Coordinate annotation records
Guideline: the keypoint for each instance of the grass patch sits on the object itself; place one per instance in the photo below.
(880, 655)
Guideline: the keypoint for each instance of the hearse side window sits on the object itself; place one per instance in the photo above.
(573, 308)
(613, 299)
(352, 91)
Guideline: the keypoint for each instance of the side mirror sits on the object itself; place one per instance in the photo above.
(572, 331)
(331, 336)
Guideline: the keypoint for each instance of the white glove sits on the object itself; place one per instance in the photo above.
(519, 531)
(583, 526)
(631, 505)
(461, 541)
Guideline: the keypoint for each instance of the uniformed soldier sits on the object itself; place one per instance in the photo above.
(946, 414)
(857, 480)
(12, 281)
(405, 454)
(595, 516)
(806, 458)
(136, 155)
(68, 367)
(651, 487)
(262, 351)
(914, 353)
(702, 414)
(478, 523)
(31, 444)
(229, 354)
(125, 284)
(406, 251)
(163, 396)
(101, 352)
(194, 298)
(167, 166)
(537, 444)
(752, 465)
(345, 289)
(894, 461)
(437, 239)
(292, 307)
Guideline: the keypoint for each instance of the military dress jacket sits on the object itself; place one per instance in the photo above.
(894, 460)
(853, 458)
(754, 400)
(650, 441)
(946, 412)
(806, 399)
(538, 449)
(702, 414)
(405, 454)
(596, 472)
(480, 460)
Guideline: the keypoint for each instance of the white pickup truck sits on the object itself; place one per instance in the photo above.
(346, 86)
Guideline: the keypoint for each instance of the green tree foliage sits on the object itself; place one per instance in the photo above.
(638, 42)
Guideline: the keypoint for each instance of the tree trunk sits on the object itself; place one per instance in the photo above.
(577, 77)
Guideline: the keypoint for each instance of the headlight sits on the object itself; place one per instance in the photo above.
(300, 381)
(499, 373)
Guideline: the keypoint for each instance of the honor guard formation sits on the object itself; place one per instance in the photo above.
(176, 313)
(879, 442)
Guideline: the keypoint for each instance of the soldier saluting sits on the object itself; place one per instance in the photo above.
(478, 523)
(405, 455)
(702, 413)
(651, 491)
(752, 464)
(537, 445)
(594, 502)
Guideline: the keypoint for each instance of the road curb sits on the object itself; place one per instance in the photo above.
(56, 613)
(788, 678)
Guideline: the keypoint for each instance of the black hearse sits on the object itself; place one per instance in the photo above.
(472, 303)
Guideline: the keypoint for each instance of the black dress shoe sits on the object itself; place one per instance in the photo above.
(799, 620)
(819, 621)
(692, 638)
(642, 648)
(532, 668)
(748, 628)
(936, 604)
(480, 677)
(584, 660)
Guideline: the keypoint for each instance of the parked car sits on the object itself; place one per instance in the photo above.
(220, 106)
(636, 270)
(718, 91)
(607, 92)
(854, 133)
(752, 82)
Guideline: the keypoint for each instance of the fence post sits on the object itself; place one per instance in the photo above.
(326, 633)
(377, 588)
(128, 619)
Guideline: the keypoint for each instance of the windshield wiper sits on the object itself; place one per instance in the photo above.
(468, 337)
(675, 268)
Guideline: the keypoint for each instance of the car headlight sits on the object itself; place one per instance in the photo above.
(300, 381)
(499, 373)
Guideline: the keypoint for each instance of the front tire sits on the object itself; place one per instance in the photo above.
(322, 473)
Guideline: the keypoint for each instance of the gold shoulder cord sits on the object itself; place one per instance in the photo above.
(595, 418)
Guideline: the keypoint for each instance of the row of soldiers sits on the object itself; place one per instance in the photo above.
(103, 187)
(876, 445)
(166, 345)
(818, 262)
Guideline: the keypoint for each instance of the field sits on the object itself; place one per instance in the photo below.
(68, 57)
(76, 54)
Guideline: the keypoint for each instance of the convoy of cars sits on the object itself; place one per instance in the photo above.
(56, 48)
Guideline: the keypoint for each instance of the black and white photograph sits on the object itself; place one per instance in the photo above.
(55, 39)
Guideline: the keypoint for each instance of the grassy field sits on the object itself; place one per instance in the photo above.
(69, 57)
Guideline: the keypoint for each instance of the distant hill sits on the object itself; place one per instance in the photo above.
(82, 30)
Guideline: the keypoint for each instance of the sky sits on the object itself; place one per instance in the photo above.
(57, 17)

_Problem to work on_: Write out all of the lines above again, putting "landmark" in place of every "keypoint" and leaving everything else unchanged.

_Full answer_:
Guideline: the landmark for each instance of the grass patch sits on the object itself; place one per instance in the photo below.
(880, 655)
Guideline: the landmark for each instance of the hearse side window sits on the object itself; place one per instance in the photo above.
(573, 308)
(613, 299)
(352, 91)
Guideline: the landmark for each instance of the side mirror sits on the object itself; place one per instance in the photo above.
(572, 331)
(331, 336)
Guideline: the landmark for each instance of the white glove sits on the object itself; place one per instance in the photo above.
(519, 531)
(583, 526)
(631, 505)
(461, 541)
Guideline: the landmark for each instance of the uniformed soldier sits on the object itself; place one per instance in the photo above.
(946, 414)
(857, 480)
(12, 281)
(405, 454)
(595, 516)
(806, 458)
(136, 155)
(68, 367)
(651, 487)
(262, 351)
(914, 353)
(702, 414)
(478, 523)
(31, 444)
(229, 354)
(125, 284)
(406, 251)
(163, 396)
(101, 352)
(194, 298)
(167, 166)
(537, 444)
(752, 465)
(345, 289)
(894, 461)
(437, 239)
(292, 307)
Guideline: the landmark for each instance of the military dress jacket sits on the object itself; place one per instance in the photo above.
(894, 460)
(853, 458)
(754, 400)
(650, 441)
(946, 412)
(806, 399)
(538, 449)
(702, 414)
(405, 454)
(596, 472)
(480, 460)
Guideline: the landmark for each instance of the white pickup truck sits on the object itself; place one per instance in the photo above.
(346, 86)
Guideline: the landmark for each instance of the green tree foliage sits on the object itself; place one per instance in the photo above.
(638, 42)
Guideline: the landmark for each instance of the tree trunk sits on the object itself; place one per instance in the photo above.
(577, 77)
Guideline: the landmark for each instance of the headlight sits on the object itself; place one per instance in the photo above.
(300, 381)
(499, 373)
Guideline: the landmark for each instance of the honor guard formation sits on the object itself; place one per instance in the photo above.
(176, 313)
(879, 442)
Guideline: the landmark for each instance of the soldier saluting sits on the object itself; place one per instance in the photo above.
(478, 523)
(405, 455)
(702, 413)
(651, 491)
(752, 464)
(537, 445)
(594, 502)
Guideline: the landmark for each instance of the road curb sits on the object itself; place one per instance in the photo above.
(56, 613)
(788, 678)
Guideline: the landmark for each instance of the black hearse sits on the object itself; place one per instance in the photo above.
(472, 303)
Guideline: the landmark for each instance of the black dress shoe sits on the object itself; place one per instance in the photo above.
(799, 620)
(819, 621)
(692, 638)
(642, 648)
(532, 668)
(748, 628)
(936, 604)
(480, 677)
(584, 660)
Guideline: the landmark for each instance of the parked car sits on the object itself; place one per instance in the photo above.
(220, 106)
(636, 270)
(718, 91)
(607, 92)
(854, 133)
(752, 82)
Guideline: the landmark for each instance of the fence post sits on the object itself; place one per instance in the photo above.
(326, 633)
(377, 588)
(128, 619)
Guideline: the landmark for each instance of the windshield wiper sits on the object itself; place one per instance in the photo above.
(468, 337)
(675, 268)
Guideline: the landmark for each instance of the car headlight sits on the object itself; place one per instance in the photo above.
(300, 381)
(499, 373)
Guideline: the landmark for each instance of the front tire sits on the object itself; place one per instance in the photo above.
(322, 473)
Guideline: the landmark for each instance of the gold shoulder cord sits on the object itself; place one per instance in the photo above.
(595, 418)
Guideline: the landmark for each instance of the row of soldiers sits on the object itself; place one per instance in the photo above.
(103, 187)
(876, 445)
(166, 345)
(818, 262)
Guideline: the landmark for each instance of the field sits on the object itself; place one per instance in the photo below.
(68, 57)
(76, 54)
Guideline: the landmark for each instance of the convoy of cars sits on the object itself; place one per instance in the photo above.
(56, 48)
Guideline: the landmark for each instance of the black and white photograph sits on the object itself; place one per instance in the photo above.
(55, 39)
Guideline: the landmark for each instance of the grassy field sits on the object itself; place one per instance in the photo above.
(69, 57)
Guideline: the landmark for each instance of the distant hill sits on the object itself; place one per instance in the photo above.
(82, 30)
Guideline: the landmark for each instance of the sky sits on the object itself; place one per instance in the photo above.
(57, 17)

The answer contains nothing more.